**Requirement 1**: Extract every line of the entries below that contains the word "wall", matching case.

**Extract**:

▬▬▬

The Null Device

2002/1/21

Musical Genres That Should Exist: According to Google, the word "casiopunk" appears in only one place on the web, in an article in what looks like Swedish or Norwegian about a band called the Russian Futurists.

13

An interesting criticism of Civilization 3, the computer game, and in particular, of the rather Western-centric way in which cultural development is modelled therein (i.e., everyone progresses through building cathedrals and stock exchanges, and even if, say, the Aztecs become a dominant civilisation, they start to look a lot like 20th-century America):

In other words, the game lacks a critical element of imagination that would have allowed players to see what a modern world might look like if, 400 years earlier, the Aztecs had repelled the Spanish invasion, developed their own powerful ships, and successfully overrun the Iberian peninsula. Or if the Iroquois had defeated the European migrants trying to settle their land. Chances are they wouldn't be building cathedrals, or researching chivalry, and maybe they'd figure out the secrets of 'ecology' before they even got around to developing a code of laws.

2

Amazing: A look at the folklore of homeless children, as handed down from child to child in streets and homeless shelters in Miami, kept secret from adults. The stories show a dark world of cosmic war, where God has been forced into exile by hordes of demons, Satan and the terrible Bloody Mary are at large, and outnumbered legions of angels are hiding in the Everglades; an angel named the Blue Lady is on the side of good, but can only help you if you know her true name, which nobody does. Very archetypal, and existing in very similar form.

▬▬▬

**Requirement 2**: Reproduce the entire blog page above, word for word.

**Records to process**:
▬▬▬

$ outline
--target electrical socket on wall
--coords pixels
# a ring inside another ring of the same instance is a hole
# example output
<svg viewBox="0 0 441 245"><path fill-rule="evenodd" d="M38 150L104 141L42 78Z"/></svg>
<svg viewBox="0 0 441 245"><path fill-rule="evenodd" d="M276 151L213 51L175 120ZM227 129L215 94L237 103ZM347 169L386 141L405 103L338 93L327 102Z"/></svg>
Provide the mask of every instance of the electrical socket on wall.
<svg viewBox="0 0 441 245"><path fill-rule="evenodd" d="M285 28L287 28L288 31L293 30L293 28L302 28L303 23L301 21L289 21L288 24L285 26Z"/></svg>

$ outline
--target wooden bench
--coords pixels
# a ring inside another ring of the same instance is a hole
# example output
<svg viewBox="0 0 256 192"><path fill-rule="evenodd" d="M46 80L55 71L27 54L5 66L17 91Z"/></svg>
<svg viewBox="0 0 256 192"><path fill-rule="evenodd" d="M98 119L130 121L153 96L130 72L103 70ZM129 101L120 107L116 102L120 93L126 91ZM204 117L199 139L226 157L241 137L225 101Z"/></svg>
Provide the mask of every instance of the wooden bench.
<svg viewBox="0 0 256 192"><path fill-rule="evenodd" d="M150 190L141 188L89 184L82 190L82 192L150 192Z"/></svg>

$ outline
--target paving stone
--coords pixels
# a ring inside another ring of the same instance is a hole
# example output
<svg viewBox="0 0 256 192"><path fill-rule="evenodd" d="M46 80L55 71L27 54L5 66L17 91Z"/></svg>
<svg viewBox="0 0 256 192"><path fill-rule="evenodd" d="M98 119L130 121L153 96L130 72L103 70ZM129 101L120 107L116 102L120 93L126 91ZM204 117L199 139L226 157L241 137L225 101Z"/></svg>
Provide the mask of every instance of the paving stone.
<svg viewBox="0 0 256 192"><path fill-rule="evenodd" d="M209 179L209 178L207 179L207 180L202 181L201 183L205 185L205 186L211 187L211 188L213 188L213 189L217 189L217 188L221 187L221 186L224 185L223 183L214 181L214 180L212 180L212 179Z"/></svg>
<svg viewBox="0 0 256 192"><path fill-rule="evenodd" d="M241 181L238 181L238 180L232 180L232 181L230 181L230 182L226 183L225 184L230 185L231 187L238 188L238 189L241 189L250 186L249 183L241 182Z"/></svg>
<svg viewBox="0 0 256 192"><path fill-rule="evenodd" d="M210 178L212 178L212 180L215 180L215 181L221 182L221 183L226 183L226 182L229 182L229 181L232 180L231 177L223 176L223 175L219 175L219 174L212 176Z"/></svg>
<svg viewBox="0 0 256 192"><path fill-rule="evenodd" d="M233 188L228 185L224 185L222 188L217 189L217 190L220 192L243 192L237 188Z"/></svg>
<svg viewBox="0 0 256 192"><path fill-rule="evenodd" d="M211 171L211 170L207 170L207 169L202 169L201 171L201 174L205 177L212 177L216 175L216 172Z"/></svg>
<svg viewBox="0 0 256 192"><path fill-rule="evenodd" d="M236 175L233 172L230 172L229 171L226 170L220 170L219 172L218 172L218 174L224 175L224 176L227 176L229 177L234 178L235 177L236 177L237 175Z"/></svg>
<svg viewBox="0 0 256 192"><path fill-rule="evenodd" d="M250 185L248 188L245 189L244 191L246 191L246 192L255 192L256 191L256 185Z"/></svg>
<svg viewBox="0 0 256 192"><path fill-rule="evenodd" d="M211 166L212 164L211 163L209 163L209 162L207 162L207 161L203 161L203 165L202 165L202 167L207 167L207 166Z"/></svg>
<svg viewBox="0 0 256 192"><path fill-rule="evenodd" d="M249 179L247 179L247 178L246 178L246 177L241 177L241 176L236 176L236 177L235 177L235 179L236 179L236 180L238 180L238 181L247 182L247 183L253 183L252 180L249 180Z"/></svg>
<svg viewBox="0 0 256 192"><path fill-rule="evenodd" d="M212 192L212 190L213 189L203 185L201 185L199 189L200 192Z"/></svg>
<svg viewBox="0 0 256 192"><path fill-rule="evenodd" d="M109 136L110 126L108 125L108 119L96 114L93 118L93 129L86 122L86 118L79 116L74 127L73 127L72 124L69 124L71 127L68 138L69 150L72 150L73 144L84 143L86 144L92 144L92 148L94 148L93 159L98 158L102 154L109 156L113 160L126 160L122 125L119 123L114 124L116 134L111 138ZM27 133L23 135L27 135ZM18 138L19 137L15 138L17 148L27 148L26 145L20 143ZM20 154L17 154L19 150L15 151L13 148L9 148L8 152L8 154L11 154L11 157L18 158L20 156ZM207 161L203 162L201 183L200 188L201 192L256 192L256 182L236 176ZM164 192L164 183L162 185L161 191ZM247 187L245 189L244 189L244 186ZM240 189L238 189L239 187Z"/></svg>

▬▬▬

**Task answer 1**:
--target electrical socket on wall
Provide the mask of every instance of the electrical socket on wall.

**Task answer 2**:
The Null Device

2002/1/21

Musical Genres That Should Exist: According to Google, the word "casiopunk" appears in only one place on the web, in an article in what looks like Swedish or Norwegian about a band called the Russian Futurists.

13

An interesting criticism of Civilization 3, the computer game, and in particular, of the rather Western-centric way in which cultural development is modelled therein (i.e., everyone progresses through building cathedrals and stock exchanges, and even if, say, the Aztecs become a dominant civilisation, they start to look a lot like 20th-century America):

In other words, the game lacks a critical element of imagination that would have allowed players to see what a modern world might look like if, 400 years earlier, the Aztecs had repelled the Spanish invasion, developed their own powerful ships, and successfully overrun the Iberian peninsula. Or if the Iroquois had defeated the European migrants trying to settle their land. Chances are they wouldn't be building cathedrals, or researching chivalry, and maybe they'd figure out the secrets of 'ecology' before they even got around to developing a code of laws.

2

Amazing: A look at the folklore of homeless children, as handed down from child to child in streets and homeless shelters in Miami, kept secret from adults. The stories show a dark world of cosmic war, where God has been forced into exile by hordes of demons, Satan and the terrible Bloody Mary are at large, and outnumbered legions of angels are hiding in the Everglades; an angel named the Blue Lady is on the side of good, but can only help you if you know her true name, which nobody does. Very archetypal, and existing in very similar form.